The aerospace insurance market is shaped by an array of interplaying dynamics including capacity, underwriting discipline, geopolitics, shifting exposures and activity in the wider aviation sector. While aerospace insurance capacity remains broadly healthy, several high profile airline losses over the last 12 months have meant that aviation insurers are scrutinizing underwriting decisions more closely across their portfolio. As a result, there are signs that the aerospace market is starting to transition away from its recent relatively soft phase.
This outlook explores the developments that are shaping the aerospace insurance market, from pricing trends and long-term agreements (LTAs) to the influence of major claims and strategic considerations for insureds.
Capacity and underwriting discipline
Despite ample underwriting capacity across most aviation lines, insurers are becoming more selective. This shift is not being driven by a lack of capital but by a growing emphasis on risk quality, claims history, and exposure management. Underwriters, potentially under the watchful eye of their senior leadership teams, are increasingly focused on technical pricing and are less inclined to support risks that they perceive to be underpriced. This focus is particularly evident in the treatment of complex risks, high-limit placements and accounts with a challenging claims history.

**PROVIDED DATA:**

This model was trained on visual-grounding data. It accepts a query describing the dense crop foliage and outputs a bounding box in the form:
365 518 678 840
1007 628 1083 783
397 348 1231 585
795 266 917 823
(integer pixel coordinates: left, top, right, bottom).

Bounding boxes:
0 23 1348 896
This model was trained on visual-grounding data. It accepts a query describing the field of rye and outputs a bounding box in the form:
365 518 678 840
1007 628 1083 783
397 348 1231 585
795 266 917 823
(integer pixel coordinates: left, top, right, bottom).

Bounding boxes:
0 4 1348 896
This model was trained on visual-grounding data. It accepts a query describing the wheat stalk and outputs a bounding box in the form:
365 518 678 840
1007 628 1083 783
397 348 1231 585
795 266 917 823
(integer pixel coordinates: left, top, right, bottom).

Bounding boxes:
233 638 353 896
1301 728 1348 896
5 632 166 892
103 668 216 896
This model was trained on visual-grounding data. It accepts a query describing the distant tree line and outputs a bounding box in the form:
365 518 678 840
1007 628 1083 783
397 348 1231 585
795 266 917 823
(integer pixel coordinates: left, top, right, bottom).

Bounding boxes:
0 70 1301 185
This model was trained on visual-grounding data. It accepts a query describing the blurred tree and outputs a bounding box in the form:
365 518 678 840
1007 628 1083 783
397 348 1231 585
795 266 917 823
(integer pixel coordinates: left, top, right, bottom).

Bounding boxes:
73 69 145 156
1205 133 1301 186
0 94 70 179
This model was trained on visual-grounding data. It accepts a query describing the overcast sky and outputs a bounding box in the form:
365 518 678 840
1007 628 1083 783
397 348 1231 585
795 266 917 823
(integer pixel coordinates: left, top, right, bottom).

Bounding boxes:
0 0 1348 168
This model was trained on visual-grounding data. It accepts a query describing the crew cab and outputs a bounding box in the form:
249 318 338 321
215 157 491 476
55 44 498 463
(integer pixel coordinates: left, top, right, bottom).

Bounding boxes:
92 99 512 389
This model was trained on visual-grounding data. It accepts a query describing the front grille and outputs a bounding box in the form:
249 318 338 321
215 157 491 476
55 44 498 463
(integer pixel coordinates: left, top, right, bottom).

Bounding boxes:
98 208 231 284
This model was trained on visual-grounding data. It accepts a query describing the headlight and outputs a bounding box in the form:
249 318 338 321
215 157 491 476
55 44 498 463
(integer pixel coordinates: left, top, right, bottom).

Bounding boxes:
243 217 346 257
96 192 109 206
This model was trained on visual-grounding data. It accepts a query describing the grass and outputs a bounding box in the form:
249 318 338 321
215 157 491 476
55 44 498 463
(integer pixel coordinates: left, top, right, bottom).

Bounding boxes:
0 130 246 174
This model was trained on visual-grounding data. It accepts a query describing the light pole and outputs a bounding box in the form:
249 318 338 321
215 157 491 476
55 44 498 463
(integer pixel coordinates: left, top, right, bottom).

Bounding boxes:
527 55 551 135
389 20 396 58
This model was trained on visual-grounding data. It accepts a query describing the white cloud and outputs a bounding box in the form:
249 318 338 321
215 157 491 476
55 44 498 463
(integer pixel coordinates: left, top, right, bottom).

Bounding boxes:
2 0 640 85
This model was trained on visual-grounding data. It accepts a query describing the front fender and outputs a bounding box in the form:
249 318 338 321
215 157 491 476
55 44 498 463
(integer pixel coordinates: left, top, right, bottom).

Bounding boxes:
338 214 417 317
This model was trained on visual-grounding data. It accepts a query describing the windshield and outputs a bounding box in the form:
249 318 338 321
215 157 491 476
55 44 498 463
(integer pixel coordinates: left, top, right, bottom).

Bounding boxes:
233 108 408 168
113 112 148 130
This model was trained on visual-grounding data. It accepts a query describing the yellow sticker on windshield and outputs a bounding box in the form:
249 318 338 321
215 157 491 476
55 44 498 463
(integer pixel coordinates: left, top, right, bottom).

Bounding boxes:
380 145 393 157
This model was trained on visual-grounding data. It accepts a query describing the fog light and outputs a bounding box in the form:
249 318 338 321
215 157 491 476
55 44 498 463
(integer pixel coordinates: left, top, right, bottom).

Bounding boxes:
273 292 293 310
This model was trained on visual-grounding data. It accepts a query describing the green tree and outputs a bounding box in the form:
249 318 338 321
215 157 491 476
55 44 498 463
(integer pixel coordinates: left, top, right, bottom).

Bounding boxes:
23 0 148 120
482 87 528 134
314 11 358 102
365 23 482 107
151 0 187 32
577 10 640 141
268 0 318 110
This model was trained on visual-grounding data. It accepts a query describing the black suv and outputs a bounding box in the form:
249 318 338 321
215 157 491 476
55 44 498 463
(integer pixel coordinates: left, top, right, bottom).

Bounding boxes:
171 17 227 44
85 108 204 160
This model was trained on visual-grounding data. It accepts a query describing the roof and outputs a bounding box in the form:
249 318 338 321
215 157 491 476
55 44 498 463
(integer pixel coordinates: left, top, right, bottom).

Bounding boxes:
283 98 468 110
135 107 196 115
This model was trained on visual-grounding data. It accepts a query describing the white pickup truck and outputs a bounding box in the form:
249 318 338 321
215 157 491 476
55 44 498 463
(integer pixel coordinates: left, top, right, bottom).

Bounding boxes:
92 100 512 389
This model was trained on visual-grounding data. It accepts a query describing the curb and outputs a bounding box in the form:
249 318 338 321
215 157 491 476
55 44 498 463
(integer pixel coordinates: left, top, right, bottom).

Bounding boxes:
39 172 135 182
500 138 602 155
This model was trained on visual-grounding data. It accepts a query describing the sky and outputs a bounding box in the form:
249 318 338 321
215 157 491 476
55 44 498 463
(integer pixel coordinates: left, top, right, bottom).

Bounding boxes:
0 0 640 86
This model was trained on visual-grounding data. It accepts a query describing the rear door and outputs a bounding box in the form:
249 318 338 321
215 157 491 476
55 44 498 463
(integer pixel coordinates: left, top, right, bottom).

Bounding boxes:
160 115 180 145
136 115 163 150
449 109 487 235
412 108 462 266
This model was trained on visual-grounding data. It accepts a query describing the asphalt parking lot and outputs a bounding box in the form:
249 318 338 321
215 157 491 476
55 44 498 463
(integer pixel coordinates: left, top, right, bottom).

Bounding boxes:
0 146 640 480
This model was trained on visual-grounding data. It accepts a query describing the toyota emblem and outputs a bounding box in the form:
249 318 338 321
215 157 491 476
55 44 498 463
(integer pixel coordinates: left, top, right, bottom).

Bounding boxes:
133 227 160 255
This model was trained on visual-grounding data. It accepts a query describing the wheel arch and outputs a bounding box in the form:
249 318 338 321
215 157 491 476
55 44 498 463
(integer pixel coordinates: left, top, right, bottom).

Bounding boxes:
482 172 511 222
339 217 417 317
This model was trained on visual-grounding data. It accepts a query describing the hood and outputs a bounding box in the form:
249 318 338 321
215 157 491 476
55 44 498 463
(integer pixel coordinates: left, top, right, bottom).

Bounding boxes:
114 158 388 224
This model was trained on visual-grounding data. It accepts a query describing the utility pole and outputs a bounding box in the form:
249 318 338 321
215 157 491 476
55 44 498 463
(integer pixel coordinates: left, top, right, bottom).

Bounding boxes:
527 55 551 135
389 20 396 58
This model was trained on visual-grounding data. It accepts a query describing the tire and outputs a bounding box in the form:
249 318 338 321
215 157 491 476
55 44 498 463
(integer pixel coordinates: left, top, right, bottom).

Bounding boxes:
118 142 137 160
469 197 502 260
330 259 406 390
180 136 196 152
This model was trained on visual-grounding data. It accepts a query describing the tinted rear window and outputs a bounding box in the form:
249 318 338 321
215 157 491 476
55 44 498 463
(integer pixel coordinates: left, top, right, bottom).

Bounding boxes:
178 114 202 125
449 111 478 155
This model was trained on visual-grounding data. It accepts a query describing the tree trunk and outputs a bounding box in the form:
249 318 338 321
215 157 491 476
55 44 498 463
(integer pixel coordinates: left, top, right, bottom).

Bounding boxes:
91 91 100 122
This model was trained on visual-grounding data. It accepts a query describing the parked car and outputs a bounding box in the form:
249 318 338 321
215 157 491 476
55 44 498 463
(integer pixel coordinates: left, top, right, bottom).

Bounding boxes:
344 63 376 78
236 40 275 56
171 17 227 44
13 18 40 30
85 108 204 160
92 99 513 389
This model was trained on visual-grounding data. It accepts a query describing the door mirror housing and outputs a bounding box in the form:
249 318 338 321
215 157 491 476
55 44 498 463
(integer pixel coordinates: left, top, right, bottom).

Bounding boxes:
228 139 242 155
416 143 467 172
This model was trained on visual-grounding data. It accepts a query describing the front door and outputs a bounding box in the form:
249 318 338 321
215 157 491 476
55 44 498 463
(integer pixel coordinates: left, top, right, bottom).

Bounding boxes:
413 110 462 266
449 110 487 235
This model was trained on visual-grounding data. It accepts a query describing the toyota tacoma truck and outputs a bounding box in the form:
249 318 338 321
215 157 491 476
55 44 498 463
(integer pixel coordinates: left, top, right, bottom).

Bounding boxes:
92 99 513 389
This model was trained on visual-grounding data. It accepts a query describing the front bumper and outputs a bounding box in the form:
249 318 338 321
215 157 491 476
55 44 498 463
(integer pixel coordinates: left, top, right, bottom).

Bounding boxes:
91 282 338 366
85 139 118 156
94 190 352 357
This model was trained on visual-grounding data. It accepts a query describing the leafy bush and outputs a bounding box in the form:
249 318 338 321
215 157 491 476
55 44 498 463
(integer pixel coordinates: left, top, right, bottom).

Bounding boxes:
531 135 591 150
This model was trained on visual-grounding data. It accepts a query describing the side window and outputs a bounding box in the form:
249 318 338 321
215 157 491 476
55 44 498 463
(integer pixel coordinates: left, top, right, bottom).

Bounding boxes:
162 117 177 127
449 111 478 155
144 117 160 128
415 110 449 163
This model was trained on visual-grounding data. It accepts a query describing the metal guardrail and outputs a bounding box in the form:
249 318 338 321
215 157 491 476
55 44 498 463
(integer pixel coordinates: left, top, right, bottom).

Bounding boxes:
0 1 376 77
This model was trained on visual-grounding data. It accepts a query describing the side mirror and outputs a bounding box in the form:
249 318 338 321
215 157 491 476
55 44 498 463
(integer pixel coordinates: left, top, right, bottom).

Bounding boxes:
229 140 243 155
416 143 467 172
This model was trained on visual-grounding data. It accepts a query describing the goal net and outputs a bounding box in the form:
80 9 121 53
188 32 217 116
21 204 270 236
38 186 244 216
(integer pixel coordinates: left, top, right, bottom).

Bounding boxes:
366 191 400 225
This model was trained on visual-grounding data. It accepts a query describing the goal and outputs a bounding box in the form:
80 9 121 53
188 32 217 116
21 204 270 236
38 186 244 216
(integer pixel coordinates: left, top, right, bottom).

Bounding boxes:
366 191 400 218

**WHAT IS NEEDED:** Reproduce the aerospace insurance outlook above word for word, between "Capacity and underwriting" and "challenging claims history.", inclusive.

**SOLVED PROBLEM:**
Capacity and underwriting discipline
Despite ample underwriting capacity across most aviation lines, insurers are becoming more selective. This shift is not being driven by a lack of capital but by a growing emphasis on risk quality, claims history, and exposure management. Underwriters, potentially under the watchful eye of their senior leadership teams, are increasingly focused on technical pricing and are less inclined to support risks that they perceive to be underpriced. This focus is particularly evident in the treatment of complex risks, high-limit placements and accounts with a challenging claims history.